Work task - For the listing below, return the line containing "woman's face, one", the line containing "t-shirt, one per animal or object that matches.", and all lines in between, exactly as written and nothing else.

[Information supplied — start]

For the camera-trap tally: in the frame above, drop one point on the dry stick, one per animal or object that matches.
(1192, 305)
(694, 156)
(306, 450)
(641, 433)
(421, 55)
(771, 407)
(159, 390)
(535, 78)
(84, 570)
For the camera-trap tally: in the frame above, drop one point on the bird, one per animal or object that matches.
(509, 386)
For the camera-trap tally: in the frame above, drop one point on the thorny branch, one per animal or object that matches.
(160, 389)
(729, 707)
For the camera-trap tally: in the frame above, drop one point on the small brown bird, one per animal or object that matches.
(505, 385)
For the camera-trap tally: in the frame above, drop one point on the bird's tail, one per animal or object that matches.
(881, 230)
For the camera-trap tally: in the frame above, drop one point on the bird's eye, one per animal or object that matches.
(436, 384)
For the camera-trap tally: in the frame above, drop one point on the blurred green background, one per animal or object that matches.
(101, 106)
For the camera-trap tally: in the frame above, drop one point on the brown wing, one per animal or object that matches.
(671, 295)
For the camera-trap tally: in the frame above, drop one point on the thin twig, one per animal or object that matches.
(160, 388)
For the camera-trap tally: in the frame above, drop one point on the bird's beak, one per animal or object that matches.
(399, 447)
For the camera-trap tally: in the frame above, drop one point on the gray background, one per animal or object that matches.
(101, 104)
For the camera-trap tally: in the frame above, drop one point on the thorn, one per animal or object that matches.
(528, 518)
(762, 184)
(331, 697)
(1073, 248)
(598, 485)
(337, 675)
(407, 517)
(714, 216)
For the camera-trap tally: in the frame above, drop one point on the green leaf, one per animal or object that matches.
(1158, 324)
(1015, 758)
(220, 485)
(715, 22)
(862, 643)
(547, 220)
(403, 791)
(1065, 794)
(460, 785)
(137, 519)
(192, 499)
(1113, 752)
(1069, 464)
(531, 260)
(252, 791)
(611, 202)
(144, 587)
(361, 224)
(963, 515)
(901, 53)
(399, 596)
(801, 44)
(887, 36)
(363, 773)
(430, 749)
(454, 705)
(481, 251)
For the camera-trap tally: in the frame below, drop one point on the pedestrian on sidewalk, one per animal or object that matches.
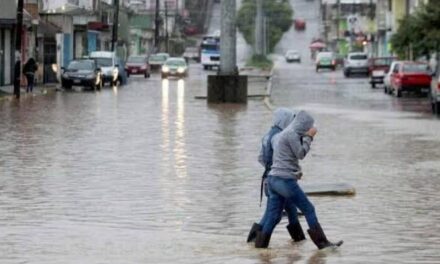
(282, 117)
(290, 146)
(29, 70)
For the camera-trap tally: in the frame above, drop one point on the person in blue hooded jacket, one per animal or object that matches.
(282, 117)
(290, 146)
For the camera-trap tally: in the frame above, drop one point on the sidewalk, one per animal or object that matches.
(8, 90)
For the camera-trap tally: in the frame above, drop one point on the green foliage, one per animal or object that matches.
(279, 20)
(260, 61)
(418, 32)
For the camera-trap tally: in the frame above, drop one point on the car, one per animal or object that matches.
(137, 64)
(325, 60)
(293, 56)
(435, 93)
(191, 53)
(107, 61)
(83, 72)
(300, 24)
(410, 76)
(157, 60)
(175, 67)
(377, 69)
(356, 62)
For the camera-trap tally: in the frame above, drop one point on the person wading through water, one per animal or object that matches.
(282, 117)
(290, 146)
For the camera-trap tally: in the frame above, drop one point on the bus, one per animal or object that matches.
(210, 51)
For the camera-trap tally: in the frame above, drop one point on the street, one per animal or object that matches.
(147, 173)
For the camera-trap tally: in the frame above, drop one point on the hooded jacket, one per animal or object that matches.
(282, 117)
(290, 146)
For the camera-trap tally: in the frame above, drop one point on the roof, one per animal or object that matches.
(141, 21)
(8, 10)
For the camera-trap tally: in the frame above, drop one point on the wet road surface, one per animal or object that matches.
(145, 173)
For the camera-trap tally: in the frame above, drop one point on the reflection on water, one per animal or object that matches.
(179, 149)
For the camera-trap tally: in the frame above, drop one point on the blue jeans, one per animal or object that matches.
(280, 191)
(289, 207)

[Information supplied — finish]
[Information supplied — start]

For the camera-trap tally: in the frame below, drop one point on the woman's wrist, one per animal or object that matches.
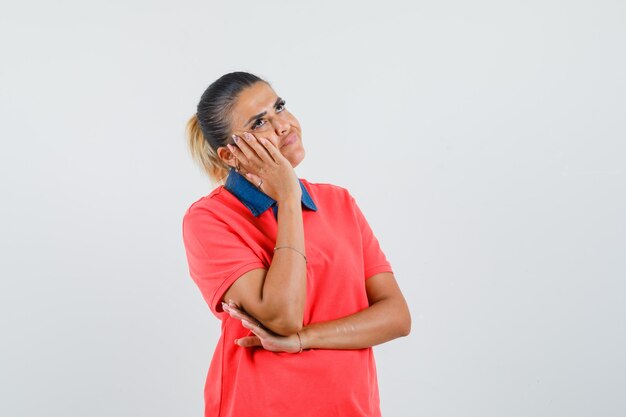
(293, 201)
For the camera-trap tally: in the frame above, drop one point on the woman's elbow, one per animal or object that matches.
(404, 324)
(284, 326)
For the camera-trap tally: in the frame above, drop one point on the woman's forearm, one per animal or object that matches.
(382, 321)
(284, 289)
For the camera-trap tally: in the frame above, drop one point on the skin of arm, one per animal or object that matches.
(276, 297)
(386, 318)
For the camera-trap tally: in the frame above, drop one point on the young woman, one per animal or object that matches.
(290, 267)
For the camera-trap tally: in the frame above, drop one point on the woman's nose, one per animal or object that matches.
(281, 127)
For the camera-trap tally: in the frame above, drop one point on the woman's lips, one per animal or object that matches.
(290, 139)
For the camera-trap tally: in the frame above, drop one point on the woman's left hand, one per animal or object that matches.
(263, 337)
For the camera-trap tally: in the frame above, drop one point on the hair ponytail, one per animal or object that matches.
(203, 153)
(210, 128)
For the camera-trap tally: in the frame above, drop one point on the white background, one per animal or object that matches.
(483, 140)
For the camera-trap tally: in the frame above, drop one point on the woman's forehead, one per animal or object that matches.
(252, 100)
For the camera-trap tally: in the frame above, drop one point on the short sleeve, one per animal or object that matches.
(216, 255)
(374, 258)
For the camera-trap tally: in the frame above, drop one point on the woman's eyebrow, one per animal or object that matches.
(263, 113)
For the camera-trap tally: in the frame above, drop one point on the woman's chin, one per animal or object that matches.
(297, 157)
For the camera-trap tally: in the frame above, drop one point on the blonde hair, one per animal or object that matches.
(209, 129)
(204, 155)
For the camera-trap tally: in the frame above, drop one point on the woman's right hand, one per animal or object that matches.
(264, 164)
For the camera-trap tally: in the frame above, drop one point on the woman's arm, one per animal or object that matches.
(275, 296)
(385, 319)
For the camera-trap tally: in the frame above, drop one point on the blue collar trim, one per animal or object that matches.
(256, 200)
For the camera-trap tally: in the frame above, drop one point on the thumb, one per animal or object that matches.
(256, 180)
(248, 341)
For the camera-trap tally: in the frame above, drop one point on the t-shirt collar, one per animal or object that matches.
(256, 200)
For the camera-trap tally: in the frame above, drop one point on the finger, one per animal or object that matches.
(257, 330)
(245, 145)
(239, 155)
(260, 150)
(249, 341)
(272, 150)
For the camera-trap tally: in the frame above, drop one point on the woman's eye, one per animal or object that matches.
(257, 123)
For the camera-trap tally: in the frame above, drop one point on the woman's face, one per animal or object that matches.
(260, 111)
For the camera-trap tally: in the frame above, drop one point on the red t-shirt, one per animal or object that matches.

[Information supplied — finish]

Response below -
For the camera-trap tally: in the frame above, drop one point on the woman's face, one per animal or object that matches.
(260, 111)
For the camera-trap tally: in the frame above, drop one point on the red t-shirt, one per animal or object that matches.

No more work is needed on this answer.